The amazing video of the googly-eyed squid has gone viral after it was spotted off the coast of California by a research vessel.

The stubby squid was spotted by  the the E/V Nautilus, which uses a remotely operated underwater vehicle to explore the ocean floor, the Daily Mail reported.

As the drone sub approaches the cephalopod, the team can be heard trying to determine at first whether it is an octopus or cuttlefish.

As the see it, even the scientists are amazed.

‘They look like googly eyes … It looks so fake!’ one woman exclaims in the video.

‘It’s like some little kid dropped their toy.’

Two others in the video comment that the eyes look as though they were painted on.

*PROBLEM*: Continue the report on the googly-eyed squid from the point where it stops.

*DATASET EXCERPTS*:

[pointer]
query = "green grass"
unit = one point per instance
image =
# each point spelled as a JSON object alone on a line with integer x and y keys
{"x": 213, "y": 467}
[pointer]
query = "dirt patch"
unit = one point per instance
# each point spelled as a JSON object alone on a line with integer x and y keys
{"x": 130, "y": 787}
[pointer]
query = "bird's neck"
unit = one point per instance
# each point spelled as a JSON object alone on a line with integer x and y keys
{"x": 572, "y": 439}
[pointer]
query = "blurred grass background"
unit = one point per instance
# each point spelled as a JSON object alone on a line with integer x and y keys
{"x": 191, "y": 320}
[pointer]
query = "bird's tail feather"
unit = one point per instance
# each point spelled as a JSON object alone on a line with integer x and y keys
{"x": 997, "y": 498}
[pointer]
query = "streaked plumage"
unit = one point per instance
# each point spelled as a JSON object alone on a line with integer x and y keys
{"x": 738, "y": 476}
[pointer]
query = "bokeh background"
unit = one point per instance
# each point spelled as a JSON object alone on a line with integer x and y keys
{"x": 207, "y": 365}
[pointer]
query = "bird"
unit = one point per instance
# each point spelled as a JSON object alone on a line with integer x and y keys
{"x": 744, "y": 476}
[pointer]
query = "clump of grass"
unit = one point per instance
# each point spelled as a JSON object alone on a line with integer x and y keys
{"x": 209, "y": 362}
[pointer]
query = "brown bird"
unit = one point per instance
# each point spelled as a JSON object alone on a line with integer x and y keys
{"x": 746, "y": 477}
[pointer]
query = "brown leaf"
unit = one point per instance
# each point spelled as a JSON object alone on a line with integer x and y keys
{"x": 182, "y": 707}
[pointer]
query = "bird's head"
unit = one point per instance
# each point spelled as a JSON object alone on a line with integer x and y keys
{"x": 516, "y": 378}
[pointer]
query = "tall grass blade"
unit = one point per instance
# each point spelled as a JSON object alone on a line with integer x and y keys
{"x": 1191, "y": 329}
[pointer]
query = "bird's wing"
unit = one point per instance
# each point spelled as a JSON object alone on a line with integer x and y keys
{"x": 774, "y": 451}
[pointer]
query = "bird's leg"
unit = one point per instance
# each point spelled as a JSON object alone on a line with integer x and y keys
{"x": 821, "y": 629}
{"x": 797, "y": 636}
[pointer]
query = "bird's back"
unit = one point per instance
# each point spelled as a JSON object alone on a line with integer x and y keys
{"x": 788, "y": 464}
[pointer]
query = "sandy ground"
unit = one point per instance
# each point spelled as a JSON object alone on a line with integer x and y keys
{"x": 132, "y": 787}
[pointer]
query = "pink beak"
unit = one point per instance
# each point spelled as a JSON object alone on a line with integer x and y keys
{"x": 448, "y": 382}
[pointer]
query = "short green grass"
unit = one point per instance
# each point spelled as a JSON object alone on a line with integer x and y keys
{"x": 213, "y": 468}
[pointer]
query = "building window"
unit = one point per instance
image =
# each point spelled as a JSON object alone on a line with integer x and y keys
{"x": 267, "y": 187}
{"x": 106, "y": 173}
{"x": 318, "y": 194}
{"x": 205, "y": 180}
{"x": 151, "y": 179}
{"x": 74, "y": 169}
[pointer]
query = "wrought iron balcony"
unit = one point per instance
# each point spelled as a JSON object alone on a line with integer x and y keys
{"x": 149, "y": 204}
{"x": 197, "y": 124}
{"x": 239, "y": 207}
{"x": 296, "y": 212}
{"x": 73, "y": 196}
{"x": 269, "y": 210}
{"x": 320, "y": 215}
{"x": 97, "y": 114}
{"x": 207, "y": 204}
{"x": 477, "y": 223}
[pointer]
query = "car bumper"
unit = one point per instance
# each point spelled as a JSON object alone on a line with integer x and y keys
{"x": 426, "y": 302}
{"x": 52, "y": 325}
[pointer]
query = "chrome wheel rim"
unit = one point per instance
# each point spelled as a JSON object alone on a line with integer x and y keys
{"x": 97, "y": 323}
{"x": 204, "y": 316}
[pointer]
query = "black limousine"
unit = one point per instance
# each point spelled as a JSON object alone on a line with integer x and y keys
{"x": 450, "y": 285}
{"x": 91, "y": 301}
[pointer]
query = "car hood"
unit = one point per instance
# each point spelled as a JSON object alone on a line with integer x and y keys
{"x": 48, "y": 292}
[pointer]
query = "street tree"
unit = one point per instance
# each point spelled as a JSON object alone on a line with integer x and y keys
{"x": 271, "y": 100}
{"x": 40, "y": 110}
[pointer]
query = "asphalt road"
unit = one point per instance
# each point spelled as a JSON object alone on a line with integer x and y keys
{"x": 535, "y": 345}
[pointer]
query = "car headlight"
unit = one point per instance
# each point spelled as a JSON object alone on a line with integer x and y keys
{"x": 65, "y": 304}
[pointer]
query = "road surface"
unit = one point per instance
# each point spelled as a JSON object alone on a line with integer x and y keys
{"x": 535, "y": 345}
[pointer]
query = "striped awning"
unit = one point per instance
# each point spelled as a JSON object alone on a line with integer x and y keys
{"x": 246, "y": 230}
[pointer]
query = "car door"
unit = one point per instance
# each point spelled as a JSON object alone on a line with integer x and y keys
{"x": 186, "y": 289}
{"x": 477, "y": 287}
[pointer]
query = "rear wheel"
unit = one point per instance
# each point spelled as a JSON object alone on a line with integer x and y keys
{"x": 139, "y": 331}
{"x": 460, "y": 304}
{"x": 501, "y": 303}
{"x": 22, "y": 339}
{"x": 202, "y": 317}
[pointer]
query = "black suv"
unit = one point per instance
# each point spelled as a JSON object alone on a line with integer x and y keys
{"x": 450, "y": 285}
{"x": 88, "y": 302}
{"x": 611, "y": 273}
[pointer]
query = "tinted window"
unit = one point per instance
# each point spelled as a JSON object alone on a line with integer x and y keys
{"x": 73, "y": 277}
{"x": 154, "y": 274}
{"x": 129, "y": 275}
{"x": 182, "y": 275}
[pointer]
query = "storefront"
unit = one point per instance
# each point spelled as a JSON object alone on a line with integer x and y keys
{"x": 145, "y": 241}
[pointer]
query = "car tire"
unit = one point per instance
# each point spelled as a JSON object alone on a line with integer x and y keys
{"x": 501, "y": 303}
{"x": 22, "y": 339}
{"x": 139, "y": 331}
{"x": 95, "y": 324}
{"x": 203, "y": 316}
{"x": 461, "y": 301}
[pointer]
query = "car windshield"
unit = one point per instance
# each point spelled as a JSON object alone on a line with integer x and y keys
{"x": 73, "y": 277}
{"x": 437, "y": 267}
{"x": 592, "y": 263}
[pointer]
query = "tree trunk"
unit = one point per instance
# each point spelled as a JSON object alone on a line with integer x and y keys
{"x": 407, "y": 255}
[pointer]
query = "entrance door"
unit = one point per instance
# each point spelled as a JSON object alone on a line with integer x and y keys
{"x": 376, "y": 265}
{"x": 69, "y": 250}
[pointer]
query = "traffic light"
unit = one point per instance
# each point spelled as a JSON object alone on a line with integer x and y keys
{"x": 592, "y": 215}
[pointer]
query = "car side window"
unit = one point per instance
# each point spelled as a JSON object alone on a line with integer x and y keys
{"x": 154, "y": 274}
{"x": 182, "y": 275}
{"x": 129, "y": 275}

*ANSWER*:
The team then dissolves into laughter while watching the animal, while one admits ‘it’s freaking me out!’ and the other says ‘maybe its a cuddlefish!’

The team later determined the cephalopod was a Stubby squid — also known as Rossia pacifica — which is closely related to cuttlefish, according to a description of the video posted by the team that captured the footage. This species spends life on the seafloor, activating a sticky mucus jacket and burrowing into the sediment to camouflage, leaving their eyes poking out to spot prey like shrimp and small fish,’ the description on the E/V Nautilus YouTube page read.  It was spotted in Trask Knoll, a NW-SE elongated hill located south of Santa Rosa island, in the outer California borderland.  It is about 20 km-long and ~400 m-high.  Little is known about this feature, except that it appears to be bounded to the west by a fault, the Trask Knoll fault.

Earlier studies indicate that Miocene sedimentary rocks cover most of Trask Knoll, but at the center is a metamorphic rock of unknown age.

It is not the first strange creature spotted by the sub.

Last months a mysterious purple orb sucked off the sea bed during a live-streamed Nautilus exploration has stumped scientists, and naturally the internet too. Inquisitive viewers of the YouTube video have made multiple guesses as to its origins, ranging from an ‘alien egg’ to a brand new species of Pokemon.

In fact it is more likely the bright orb, found by the Channel Islands of California, is a type of marine mollusc.